## Passage shown:
If this angers you, you can try to vote this Government out at the next election. With the repealing of the Fixed Term Parliament Act, unfortunately, that will be at a time of the Prime Minister’s choosing. Even if the purpose of that Act was, in part, precisely to deny governments that luxury.  

When the Elections Bill is enacted, you’ll need to show a photo ID if you want to vote, even though there is no evidence that voter fraud is a significant issue. The Government’s own analysis suggests this could effectively disenfranchise over two million people, with a disproportionate effect on black, Asian and ethnic minority voters. 

Another clause in the elections bill would give the Government significant power to control the remit of the Electoral Commission. Whatever that means in practice, it is hard to think of a clearer example of a body which, in a healthy democracy, should be fully independent from government.   

This bill will also introduce the First Past the Post system for mayoral elections in England, replacing the more proportional Supplementary Vote system and making it easier in many cases for Conservative candidates to win.

Be thankful you’re not an asylum seeker. If you were, and the Nationality and Borders Bill is enacted in its current form, you could in theory find yourself on a boat that capsizes after being towed back out to sea by British officials. Or you could be removed to a “safe” third country while your application is processed, despite the reports of abuse and inhumane treatment in similar third-country processing centres used by Australia.   

Under the same legislation, if you’re a British citizen born overseas or a dual national, you could be stripped of your citizenship. That isn’t new in itself, but the new law would lessen the burden of requirement on the Government even to tell you the bad news.  

The same bill provides an opportunity for the Government to put right an ongoing anomaly – that EU nationals granted settled status in the UK are given no physical proof by the Government. It puts their jobs at risk, they lose out on rental opportunities, they can even have trouble travelling in and out of the UK. When the bill is discussed in the Lords in January, the Government needs to make good on its repeated assertion that it is looking into the issue, by committing in the legislation to report back to Parliament.

## Data extract:
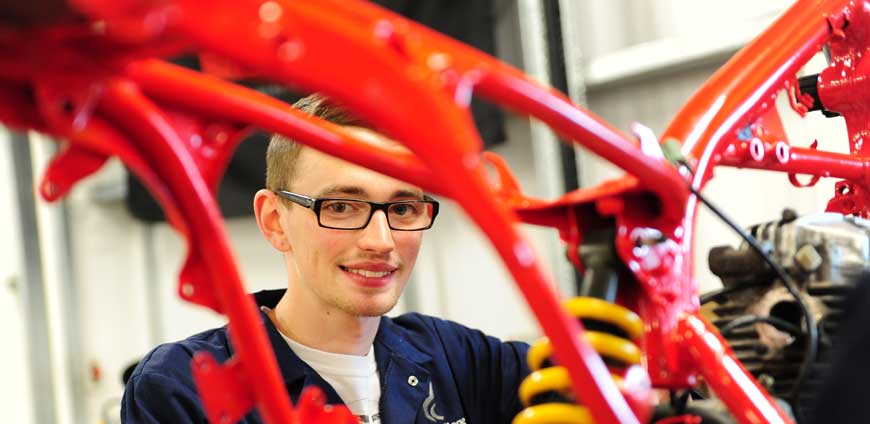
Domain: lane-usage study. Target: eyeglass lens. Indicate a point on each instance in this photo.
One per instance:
(411, 215)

## Actions to take:
**a.** Revise the passage on UK legislation by giving its text between "When the Elections" and "independent from government.", inclusive, with "photo ID" replaced by "passport".
**b.** Render this sentence from the passage on UK legislation in Spanish: "Another clause in the elections bill would give the Government significant power to control the remit of the Electoral Commission."

## Task-by-task solutions:
**a.**
When the Elections Bill is enacted, you’ll need to show a passport if you want to vote, even though there is no evidence that voter fraud is a significant issue. The Government’s own analysis suggests this could effectively disenfranchise over two million people, with a disproportionate effect on black, Asian and ethnic minority voters. 

Another clause in the elections bill would give the Government significant power to control the remit of the Electoral Commission. Whatever that means in practice, it is hard to think of a clearer example of a body which, in a healthy democracy, should be fully independent from government.

**b.** Otra cláusula del proyecto de ley electoral otorgaría al Gobierno un poder considerable para controlar las competencias de la Comisión Electoral.